• **What you need to do**
The answer must be an exact transcription of every record.

Collected data entries
┄┄┄┄┄┄
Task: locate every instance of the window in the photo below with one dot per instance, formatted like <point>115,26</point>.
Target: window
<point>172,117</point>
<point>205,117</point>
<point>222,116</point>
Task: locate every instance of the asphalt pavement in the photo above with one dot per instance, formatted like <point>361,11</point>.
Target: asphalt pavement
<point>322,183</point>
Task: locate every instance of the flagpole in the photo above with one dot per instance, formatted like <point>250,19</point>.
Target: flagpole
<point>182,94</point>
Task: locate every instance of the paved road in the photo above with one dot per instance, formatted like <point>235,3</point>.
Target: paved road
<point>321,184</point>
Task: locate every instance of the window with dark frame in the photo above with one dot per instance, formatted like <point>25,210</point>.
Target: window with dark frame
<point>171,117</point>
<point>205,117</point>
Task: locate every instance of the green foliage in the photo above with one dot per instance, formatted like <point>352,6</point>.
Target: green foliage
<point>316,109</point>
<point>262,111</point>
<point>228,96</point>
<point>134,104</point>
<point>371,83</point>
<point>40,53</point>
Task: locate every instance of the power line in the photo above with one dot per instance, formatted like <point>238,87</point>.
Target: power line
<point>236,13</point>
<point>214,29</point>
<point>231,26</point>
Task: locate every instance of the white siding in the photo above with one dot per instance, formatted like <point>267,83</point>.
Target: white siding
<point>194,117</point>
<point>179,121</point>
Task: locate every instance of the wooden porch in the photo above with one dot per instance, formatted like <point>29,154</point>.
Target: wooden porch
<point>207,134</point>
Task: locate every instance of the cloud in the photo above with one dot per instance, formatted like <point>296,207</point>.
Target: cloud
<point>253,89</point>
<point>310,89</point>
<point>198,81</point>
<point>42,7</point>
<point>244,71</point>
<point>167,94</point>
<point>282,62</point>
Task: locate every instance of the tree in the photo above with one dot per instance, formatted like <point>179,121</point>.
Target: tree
┄┄┄┄┄┄
• **Answer**
Task: locate every instance of the window in the photo below with one dot per instance, formatted like <point>115,26</point>.
Target: window
<point>172,117</point>
<point>205,117</point>
<point>222,116</point>
Task: locate every instance of the asphalt pavement in the photo above with one dot per instance, formatted like <point>361,11</point>.
Target: asphalt pavement
<point>322,183</point>
Task: locate every instance of the flagpole in the photo above with one dot per instance, formatted like <point>250,19</point>.
Target: flagpole
<point>182,94</point>
Task: locate every instance of the paved road in the photo above with one dot per instance, formatted like <point>235,3</point>.
Target: paved road
<point>321,184</point>
Task: locate every instance of the window with dark frame in the photo above with one dot per instance, formatted like <point>25,210</point>.
Target: window with dark frame
<point>171,117</point>
<point>205,117</point>
Task: locate every instance of the green foliage in the photo above with one dot per instance, formatted like <point>352,6</point>.
Target: green foliage
<point>316,109</point>
<point>262,111</point>
<point>228,96</point>
<point>134,104</point>
<point>371,83</point>
<point>40,53</point>
Task: locate every instance of the power line in the photo above with one dot per instance, formatted like <point>238,87</point>.
Target: power line
<point>236,13</point>
<point>214,29</point>
<point>231,26</point>
Task: locate every instance of the white siding in the photo above with one dot per instance, formatted like <point>267,83</point>.
Target: white siding
<point>194,117</point>
<point>179,121</point>
Task: locate every instance of the wooden porch in the photo above with one dot per instance, formatted like <point>29,154</point>.
Target: wooden porch
<point>207,134</point>
Task: locate every instance of the cloud in the photo above with one dot per instance, formatted like <point>296,207</point>.
Target: cloud
<point>253,89</point>
<point>310,89</point>
<point>198,81</point>
<point>42,7</point>
<point>244,71</point>
<point>167,94</point>
<point>282,62</point>
Task: locate every instance of the tree in the photo above with one dot per instance, formatted like <point>179,121</point>.
Target: tree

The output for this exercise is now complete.